***** EXTRAIT DU TEXTE *****
Sœur Anne-Sophie

Evangile de dimanche: promus cantonniers du Seigneur

Voilà une mise en route qui n’y va pas par quatre chemins! Dès le premier verset de son évangile, Marc énonce son but: la révélation de l’identité de Celui que l’apôtre Pierre ne reconnaîtra que huit chapitres plus loin et que les femmes au tombeau ne reconnaîtront même pas au terme du récit. Échec de la «bonne nouvelle»? Pas sûr… Ne ratons cependant pas le départ.

Nous sommes au commencement non seulement d’un récit mais d’une «bonne nouvelle». Ou plutôt d’une «heureuse annonce» car l’expression grecque désigne ici une action plus qu’un contenu. Cela n’est pas sans conséquence: l’Évangile est bien sûr un message à recevoir, mais surtout une annonce à communiquer. En un mot, ce qui commence, c’est l’Église. Elle est heureuse annonce de «Jésus, Christ, Fils de Dieu».

C’est à ce titre que Jean-Baptiste est vraiment précurseur. Il est le premier annonceur qui recrute des annonceurs. Il est une voix dans le désert qui recrute des voix – les nôtres – pour annoncer la Parole. Que dit cette voix qui se répercute jusqu’à nous en de multiples voix et nous convie?

D’abord, que l’heureuse annonce est un chemin à préparer (v.2-3). Nous voilà promus cantonniers du chantier du Seigneur: nos pelles, nos pioches et nos rouleaux compresseurs auront raison des bosses, ornières, et nids-de-poule de nos vies parfois cabossées ou mal emmanchées si notre ouvrage, pourtant nécessaire, est docilité à l’œuvre de la grâce en nous.

«Par notre baptême, nous sommes faits dignes de participer à l’abaissement du Seigneur pour participer ensuite à sa glorification.»
***** LISTE *****
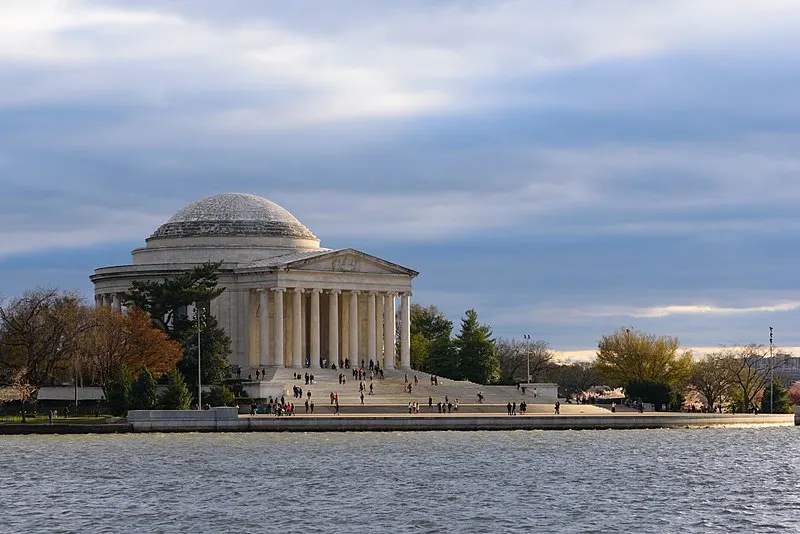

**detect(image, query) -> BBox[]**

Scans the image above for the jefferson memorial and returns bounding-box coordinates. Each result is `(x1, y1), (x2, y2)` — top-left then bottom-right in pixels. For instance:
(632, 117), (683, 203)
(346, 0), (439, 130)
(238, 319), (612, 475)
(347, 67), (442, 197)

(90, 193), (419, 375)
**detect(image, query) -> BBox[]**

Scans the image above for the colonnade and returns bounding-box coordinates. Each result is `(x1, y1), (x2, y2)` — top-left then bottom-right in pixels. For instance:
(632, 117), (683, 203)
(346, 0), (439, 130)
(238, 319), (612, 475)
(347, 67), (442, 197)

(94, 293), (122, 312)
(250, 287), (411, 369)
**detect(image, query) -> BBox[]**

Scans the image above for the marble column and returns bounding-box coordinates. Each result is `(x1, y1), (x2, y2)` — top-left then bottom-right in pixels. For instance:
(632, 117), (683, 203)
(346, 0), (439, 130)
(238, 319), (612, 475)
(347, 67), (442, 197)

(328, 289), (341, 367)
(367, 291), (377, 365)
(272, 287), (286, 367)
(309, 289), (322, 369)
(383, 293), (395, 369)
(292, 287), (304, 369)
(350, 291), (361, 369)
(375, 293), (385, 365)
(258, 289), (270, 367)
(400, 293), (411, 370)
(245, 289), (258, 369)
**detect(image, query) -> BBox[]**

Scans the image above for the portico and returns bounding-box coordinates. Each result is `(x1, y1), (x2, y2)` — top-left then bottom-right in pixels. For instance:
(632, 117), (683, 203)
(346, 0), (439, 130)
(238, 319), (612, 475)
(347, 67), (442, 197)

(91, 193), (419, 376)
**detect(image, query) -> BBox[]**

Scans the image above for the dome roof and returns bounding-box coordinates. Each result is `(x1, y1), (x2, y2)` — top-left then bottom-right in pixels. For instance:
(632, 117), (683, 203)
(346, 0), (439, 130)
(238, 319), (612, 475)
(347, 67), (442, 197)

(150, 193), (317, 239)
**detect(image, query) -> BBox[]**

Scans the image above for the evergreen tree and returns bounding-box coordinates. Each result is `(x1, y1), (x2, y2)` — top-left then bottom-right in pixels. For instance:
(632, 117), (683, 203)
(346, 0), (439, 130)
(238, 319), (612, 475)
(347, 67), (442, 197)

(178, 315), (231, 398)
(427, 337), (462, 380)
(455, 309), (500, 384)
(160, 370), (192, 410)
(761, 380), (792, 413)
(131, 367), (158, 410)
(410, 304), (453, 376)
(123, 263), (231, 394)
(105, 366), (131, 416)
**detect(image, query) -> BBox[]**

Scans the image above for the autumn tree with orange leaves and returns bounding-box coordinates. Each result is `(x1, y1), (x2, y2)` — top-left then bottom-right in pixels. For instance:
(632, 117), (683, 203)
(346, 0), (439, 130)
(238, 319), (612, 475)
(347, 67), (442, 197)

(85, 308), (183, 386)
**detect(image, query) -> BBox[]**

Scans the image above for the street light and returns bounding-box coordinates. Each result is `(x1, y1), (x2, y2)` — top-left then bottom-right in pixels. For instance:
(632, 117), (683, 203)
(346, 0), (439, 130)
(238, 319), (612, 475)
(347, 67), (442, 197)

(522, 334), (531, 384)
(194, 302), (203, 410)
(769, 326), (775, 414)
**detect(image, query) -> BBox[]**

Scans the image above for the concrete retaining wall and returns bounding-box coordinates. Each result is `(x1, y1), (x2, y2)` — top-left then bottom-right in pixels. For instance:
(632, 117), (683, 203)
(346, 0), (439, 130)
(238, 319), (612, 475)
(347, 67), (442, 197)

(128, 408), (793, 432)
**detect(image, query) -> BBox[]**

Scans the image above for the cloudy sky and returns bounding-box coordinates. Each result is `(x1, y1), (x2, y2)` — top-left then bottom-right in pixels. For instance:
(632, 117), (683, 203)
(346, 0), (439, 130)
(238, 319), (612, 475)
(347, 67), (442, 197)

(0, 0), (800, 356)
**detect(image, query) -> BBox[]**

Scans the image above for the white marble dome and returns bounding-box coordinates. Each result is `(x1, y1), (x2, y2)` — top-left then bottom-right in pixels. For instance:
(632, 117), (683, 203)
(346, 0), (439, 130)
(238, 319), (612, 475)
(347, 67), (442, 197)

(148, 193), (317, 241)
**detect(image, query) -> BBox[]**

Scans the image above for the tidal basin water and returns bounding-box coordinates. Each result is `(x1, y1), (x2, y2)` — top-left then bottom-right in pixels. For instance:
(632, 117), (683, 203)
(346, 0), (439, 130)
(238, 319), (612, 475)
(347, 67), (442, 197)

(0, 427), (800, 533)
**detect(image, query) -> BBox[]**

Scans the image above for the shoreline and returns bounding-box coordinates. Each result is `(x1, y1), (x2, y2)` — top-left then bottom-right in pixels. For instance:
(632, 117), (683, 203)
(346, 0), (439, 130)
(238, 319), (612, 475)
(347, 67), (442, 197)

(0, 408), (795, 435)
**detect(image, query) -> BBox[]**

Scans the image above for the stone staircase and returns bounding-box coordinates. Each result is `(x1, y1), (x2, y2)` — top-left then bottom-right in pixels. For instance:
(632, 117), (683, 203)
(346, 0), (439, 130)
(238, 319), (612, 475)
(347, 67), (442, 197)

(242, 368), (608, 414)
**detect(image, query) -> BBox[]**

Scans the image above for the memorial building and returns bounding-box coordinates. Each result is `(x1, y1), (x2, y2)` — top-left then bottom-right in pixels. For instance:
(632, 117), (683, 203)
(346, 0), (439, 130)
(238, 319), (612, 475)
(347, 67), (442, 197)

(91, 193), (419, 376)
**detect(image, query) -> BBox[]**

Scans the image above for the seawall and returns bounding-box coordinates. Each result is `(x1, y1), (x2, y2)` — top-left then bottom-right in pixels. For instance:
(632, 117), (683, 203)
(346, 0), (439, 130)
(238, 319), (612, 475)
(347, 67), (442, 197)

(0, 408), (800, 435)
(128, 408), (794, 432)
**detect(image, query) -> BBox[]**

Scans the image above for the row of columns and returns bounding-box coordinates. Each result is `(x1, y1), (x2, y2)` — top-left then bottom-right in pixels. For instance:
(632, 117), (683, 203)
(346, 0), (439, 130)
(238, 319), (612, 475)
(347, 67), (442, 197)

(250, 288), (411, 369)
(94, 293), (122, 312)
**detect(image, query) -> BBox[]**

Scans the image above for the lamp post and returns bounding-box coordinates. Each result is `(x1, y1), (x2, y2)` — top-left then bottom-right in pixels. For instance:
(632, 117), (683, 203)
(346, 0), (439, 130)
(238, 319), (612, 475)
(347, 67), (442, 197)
*****
= CONSIGNE =
Poursuivez le commentaire sur l'évangile de Marc en rédigeant la suite qui vient après la citation sur le baptême.

= RÉSULTAT =
Ensuite qu’il est toujours possible d’emprunter le chemin de «l’heureuse annonce» malgré nos fausses routes. Le baptême de conversion (v.4) c’est cela: réorienter notre énergie, notre volonté, notre amour vers le bien perçu par notre conscience et par notre bout de foi, souvent enfoui sous les dunes de nos absences ou les gravats de nos soucis; et laisser Dieu venir à nous.

Aussi que le chemin n’est pas tant un tracé linéaire qu’un lieu de rencontre: tout le monde allait vers Jean-Baptiste (v.5). C’est la rencontre qui trace la route et fait l’Église. Le «tout le monde» de Marc est surement abusif, mais il signifie que c’est tout Israël qui est convoqué par la parole de Jean-Baptiste pour se laisser déplacer par elle. Cette voix du commencement convoque aussi l’Eglise et la «lance» en la rassemblant.

Enfin, que le chemin ainsi emprunté est une humilité, un effacement devant Celui que l’on annonce. Tel est le baptême dans l’Esprit (v.7). Car il nous faudra inclure dans notre itinéraire cette plongée dans le mystère de la passion et de la mort du Christ pour déboucher avec lui dans sa résurrection. Par notre baptême, nous sommes faits dignes de participer à l’abaissement du Seigneur pour participer ensuite à sa glorification. Et c’est là tout le chemin et toute l’annonce.

Ce commencement de l’évangile de Marc se révèle ainsi être un sommaire: sommaire de la vie de l’Église et sommaire de nos vies personnelles à la suite du Christ, en Église. Nous sommes en route avec Celui qui est le chemin, en route pour devenir nous-même chemin.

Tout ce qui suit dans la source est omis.